(Record set)
━━━

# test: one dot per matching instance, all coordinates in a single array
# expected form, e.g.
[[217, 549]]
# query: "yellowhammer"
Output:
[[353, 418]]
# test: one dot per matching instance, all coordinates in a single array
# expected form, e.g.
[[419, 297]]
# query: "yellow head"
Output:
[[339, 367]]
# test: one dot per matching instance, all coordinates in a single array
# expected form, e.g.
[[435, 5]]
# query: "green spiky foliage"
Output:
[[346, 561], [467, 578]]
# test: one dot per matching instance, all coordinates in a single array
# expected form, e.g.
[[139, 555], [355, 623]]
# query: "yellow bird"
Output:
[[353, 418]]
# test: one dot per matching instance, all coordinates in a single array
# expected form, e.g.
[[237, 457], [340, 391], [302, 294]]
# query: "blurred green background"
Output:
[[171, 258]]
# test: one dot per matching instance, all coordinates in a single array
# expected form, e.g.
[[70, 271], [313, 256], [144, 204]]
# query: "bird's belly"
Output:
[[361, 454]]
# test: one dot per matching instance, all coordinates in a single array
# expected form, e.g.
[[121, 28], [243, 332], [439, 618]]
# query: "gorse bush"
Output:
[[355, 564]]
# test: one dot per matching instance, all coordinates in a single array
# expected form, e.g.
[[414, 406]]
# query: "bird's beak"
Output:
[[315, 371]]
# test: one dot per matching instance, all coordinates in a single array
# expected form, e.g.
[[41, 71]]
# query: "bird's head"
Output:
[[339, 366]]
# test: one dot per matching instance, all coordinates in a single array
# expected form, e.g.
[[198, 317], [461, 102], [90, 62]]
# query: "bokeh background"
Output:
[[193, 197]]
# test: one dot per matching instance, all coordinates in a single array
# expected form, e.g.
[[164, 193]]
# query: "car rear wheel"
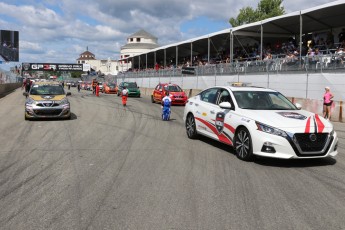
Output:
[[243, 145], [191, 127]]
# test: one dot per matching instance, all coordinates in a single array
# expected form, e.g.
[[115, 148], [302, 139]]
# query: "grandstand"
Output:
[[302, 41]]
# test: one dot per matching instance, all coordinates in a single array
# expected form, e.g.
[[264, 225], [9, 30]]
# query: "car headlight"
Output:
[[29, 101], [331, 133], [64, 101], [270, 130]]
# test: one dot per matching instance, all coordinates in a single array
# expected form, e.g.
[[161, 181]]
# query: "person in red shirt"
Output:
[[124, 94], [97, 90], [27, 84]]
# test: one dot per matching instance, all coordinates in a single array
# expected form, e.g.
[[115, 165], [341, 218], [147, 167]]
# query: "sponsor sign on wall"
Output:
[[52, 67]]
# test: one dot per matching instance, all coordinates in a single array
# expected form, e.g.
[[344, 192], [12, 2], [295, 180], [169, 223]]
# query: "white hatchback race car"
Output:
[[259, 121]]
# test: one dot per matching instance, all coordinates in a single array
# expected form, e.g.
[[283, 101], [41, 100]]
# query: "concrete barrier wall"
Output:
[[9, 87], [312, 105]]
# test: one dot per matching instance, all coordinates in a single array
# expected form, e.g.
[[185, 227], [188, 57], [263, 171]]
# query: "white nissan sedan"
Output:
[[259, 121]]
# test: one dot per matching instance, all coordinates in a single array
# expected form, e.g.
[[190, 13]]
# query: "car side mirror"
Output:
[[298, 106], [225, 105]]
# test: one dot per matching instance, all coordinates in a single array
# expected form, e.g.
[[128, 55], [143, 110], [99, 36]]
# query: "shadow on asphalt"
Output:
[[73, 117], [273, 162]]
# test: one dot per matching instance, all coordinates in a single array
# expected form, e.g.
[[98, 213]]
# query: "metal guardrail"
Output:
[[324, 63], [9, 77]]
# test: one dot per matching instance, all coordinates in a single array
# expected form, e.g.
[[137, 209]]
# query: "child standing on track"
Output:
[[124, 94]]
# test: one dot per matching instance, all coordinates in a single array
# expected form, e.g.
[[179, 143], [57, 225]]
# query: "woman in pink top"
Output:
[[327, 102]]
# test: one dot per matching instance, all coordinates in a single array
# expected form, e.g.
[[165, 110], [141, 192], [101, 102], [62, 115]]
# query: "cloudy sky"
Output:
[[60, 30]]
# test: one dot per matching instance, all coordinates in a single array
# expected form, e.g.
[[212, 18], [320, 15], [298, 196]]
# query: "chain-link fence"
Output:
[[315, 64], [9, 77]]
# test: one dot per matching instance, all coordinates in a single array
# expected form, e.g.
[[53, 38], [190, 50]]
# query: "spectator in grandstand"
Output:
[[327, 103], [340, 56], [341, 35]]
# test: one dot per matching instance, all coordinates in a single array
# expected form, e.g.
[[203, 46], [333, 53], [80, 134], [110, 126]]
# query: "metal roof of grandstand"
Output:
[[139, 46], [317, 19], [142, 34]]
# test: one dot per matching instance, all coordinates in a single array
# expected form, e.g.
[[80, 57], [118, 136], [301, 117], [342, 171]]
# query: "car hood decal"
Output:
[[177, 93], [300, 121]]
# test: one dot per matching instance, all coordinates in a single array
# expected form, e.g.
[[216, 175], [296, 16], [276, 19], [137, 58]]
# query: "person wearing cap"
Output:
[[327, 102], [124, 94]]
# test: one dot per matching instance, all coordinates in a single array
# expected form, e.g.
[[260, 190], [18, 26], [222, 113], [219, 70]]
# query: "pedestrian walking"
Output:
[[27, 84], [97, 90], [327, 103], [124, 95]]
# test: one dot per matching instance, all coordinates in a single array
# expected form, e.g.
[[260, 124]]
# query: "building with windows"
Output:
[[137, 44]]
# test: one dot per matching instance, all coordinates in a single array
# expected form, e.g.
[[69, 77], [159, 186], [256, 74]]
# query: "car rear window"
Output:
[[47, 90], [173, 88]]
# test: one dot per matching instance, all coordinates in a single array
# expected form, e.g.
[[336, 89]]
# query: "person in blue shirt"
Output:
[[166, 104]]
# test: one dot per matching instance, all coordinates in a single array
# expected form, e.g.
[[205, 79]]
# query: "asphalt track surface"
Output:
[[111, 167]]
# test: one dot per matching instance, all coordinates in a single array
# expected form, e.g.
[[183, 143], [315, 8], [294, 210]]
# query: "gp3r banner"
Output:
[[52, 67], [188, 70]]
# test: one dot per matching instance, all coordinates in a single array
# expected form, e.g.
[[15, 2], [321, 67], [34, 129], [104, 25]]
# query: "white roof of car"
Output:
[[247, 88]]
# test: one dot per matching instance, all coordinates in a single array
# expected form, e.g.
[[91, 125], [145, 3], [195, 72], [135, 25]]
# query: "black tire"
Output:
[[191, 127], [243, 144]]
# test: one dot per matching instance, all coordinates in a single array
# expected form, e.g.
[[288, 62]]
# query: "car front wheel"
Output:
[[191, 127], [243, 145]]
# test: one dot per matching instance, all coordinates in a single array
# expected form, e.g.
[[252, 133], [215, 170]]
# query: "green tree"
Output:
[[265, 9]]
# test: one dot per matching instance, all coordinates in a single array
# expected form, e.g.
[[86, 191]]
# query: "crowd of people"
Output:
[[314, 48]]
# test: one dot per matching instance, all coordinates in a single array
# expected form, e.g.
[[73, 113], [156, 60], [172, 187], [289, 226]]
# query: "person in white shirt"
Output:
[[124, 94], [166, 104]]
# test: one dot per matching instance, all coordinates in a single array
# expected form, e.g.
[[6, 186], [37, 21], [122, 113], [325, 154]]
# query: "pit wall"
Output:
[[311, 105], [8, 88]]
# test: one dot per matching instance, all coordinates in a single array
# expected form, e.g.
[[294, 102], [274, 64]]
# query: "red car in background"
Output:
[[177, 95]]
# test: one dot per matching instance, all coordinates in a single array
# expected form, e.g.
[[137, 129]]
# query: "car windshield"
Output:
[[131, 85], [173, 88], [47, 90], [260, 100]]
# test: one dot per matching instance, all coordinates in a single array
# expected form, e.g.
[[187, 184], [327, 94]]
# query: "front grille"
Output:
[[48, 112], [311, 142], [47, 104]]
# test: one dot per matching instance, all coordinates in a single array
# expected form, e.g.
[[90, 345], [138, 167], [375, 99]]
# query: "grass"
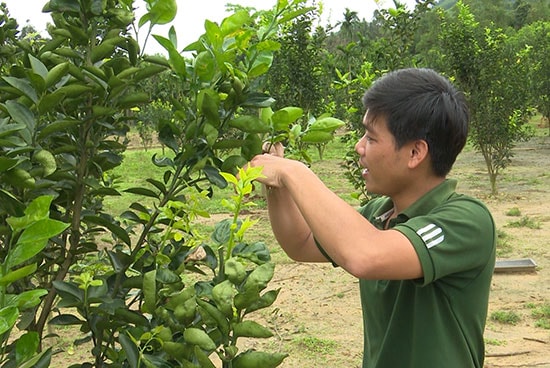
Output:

━━━

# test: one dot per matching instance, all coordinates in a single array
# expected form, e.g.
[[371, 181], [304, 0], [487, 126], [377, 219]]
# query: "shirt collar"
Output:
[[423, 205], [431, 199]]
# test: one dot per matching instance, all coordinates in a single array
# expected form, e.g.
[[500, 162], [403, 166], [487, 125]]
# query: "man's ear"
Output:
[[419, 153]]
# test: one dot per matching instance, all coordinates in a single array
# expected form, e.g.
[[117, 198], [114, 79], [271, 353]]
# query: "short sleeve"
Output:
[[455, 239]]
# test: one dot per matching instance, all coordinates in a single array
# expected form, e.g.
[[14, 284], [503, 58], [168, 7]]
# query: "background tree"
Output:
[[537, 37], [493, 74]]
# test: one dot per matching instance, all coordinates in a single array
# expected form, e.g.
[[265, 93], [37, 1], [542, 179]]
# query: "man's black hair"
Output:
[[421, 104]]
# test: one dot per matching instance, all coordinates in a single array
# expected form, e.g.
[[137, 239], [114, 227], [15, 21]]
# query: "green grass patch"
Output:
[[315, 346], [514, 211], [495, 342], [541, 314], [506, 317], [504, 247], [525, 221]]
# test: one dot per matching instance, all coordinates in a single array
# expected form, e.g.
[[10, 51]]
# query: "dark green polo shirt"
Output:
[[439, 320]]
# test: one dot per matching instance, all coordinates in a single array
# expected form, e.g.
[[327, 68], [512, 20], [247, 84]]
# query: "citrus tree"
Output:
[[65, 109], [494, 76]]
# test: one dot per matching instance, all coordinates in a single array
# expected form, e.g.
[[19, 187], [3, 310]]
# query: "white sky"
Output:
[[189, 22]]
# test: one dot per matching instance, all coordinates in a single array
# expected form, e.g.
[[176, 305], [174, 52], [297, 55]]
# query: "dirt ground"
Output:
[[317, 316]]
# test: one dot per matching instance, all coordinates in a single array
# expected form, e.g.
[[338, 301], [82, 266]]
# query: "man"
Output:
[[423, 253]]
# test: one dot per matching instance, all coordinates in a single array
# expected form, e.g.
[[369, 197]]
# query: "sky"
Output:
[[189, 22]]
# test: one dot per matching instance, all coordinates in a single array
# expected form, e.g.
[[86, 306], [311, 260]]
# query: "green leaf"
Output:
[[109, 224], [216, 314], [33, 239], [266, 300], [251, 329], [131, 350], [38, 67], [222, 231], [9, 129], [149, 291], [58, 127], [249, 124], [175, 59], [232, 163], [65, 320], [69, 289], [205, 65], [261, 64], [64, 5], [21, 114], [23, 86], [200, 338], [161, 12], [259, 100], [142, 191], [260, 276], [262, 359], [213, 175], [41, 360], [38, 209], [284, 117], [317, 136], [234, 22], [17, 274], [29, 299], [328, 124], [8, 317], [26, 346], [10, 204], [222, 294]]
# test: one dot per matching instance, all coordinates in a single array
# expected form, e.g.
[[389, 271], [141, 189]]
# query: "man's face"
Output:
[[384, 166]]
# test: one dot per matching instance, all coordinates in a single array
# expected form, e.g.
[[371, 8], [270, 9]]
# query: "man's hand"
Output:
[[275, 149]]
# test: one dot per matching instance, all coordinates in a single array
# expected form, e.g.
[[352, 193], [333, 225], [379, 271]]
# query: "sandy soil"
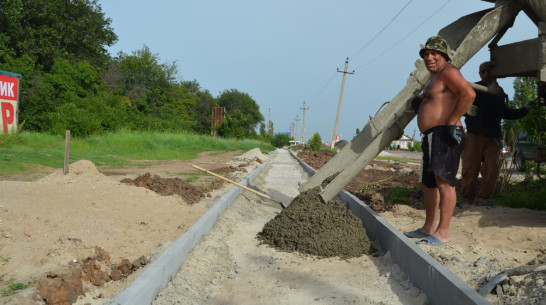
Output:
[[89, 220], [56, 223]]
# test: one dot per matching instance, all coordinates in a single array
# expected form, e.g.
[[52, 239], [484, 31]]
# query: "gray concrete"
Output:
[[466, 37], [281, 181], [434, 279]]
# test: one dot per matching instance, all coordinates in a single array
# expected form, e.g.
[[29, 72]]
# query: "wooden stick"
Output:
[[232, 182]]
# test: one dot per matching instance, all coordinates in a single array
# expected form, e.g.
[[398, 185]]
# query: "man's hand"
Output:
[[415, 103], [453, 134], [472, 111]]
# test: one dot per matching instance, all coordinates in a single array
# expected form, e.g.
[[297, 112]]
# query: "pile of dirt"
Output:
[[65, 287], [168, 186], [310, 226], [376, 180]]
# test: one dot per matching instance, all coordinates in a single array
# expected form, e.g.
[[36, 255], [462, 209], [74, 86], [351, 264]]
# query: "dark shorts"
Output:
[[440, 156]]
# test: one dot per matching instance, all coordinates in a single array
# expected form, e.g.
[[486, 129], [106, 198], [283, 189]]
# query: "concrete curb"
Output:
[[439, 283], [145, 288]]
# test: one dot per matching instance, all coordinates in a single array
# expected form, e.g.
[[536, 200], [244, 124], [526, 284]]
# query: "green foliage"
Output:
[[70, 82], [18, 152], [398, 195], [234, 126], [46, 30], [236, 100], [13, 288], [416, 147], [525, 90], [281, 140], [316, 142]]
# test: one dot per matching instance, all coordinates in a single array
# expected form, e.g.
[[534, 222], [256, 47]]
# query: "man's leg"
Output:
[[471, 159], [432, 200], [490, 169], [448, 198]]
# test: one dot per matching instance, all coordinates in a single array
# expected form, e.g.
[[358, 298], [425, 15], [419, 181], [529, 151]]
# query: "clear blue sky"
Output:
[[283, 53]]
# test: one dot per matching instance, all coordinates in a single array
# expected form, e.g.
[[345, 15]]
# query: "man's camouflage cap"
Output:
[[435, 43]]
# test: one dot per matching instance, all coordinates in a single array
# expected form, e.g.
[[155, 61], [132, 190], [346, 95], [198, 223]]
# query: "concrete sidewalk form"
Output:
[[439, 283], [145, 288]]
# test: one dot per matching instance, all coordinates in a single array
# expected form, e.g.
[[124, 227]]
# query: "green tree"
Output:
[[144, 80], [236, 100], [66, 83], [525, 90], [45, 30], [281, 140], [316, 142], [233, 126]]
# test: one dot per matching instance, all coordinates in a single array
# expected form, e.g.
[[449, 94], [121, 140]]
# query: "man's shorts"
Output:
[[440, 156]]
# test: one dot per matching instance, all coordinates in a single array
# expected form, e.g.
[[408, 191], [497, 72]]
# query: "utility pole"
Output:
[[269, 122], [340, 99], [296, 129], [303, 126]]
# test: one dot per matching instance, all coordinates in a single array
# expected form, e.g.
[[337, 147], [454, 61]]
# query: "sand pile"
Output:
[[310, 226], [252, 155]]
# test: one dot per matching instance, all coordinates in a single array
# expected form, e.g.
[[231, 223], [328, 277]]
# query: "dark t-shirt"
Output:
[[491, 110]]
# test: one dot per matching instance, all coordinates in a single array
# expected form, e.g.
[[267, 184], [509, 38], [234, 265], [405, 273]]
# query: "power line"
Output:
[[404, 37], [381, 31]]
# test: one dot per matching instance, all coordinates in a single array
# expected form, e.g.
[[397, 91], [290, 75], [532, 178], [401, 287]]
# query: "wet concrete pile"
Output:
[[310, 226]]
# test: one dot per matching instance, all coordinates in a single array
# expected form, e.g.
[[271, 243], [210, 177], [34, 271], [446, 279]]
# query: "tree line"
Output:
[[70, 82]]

━━━

(About this exercise) Would you report every line of the entries above containing the word "track"?

(Worked solution)
# query: "child standing on track"
# query: "asphalt track surface"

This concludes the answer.